- _Activity list_:
• a. From the passage on ITV and BBC regional production below, list the BBC TV channels it says are staying in London.
• b. Reproduce the part of the passage on ITV and BBC regional production below starting at "The most serious" and ending at "based in London.".

- _Excerpted passage_:
┌──

But they say you should be careful what you wish for – and that could now apply to Grade. He wanted Sky out of the way and it looks likely he will get his wish. But the City, which for the last few months has been preoccupied with the issue of Sky's stake in ITV, will sharply turn its focus back to ITV's performance once the Sky issue is resolved. If ITV wanted to be free of Sky in order to make big and bold decisions – where are they? Restoring News at Ten might grab the headlines, but it doesn't qualify as the kind of move that will really change ITV's fortunes.
Grade has been in his job a year, but with Sky gone , the spotlight will fall on his performance – and where ITV goes from here.
Devolving power, not production, is the key The money's still in London
BBC director general Mark Thompson last week told the Nations and Regions Conference in Salford that by 2026 half of all BBC productions will be made outside the M25. That compares, he said, to broadly a fifth of all production in the mid-1990s.
Half of all BBC staff will also be employed outside London. No one can argue with sentiments and policies that make Britain's national broadcaster truly more national in terms of production, but that is only half the story. Regional production can mean lots of different things. If the crew and cast of a drama arrive in Liverpool or Manchester or Edinburgh and then once the shoot is finished decamp back to London, is that a regional production? Well, it is at the moment.
There's also the question of who will lead the creative exodus out of London. A few years ago there was talk of a big broadcasting figure becoming a "DG of the North", leading the move of BBC staff to Salford and being given a seat on the main BBC board to reflect the importance of the role.
That idea has gone quiet now, and while a creative leader is still being sought, it doesn't look like the role will have quite the same status.
The most serious flaw in the BBC's approach is that TV commissioning decisions and commissioning money still remain in London. The move of key BBC departments and 1,800 staff to Salford does not include any of the BBC's main TV channels: BBC1, BBC2, BBC3 and BBC4 are staying in London. Truly sustainable production centres are built around the key decision making and commissioning money – not just the production work itself, which is why more than 80 per cent of the independent production sector is based in London.

└──

- _Extracted information_:
┌──

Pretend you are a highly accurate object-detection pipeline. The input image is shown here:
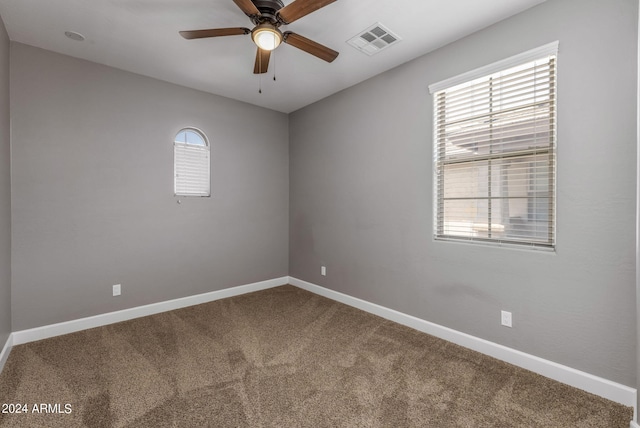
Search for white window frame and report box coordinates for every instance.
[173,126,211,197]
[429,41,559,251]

└──
┌──

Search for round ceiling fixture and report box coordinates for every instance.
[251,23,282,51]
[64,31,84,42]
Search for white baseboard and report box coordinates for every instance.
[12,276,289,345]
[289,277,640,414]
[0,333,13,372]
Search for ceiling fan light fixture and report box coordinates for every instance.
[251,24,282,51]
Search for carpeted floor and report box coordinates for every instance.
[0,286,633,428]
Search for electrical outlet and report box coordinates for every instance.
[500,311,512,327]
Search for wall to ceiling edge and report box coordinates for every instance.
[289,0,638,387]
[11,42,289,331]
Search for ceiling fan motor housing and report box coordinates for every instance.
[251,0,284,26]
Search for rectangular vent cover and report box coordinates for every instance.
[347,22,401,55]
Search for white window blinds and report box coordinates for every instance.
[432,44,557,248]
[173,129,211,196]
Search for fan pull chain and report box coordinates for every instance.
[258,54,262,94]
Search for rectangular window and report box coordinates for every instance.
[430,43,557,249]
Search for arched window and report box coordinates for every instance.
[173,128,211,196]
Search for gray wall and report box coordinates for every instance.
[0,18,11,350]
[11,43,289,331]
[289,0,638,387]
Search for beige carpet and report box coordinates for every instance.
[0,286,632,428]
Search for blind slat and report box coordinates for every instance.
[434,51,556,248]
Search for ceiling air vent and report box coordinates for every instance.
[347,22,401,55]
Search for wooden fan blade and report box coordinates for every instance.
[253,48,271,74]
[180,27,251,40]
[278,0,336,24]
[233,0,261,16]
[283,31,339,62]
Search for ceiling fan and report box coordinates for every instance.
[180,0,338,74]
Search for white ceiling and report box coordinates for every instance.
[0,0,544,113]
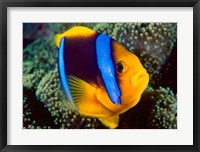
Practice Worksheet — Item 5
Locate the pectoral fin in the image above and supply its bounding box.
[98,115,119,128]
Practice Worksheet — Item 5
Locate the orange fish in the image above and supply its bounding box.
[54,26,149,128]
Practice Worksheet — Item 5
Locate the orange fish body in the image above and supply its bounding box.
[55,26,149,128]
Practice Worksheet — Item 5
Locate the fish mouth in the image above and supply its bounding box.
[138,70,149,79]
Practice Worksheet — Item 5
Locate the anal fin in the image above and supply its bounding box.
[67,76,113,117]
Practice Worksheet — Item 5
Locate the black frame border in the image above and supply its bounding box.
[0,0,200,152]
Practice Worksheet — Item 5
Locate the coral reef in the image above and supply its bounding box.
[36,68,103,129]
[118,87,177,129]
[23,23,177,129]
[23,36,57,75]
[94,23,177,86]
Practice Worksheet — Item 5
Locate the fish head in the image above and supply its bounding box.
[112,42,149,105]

└──

- _Answers for this exercise_:
• a. BBC1, BBC2, BBC3, BBC4

• b.
The most serious flaw in the BBC's approach is that TV commissioning decisions and commissioning money still remain in London. The move of key BBC departments and 1,800 staff to Salford does not include any of the BBC's main TV channels: BBC1, BBC2, BBC3 and BBC4 are staying in London. Truly sustainable production centres are built around the key decision making and commissioning money – not just the production work itself, which is why more than 80 per cent of the independent production sector is based in London.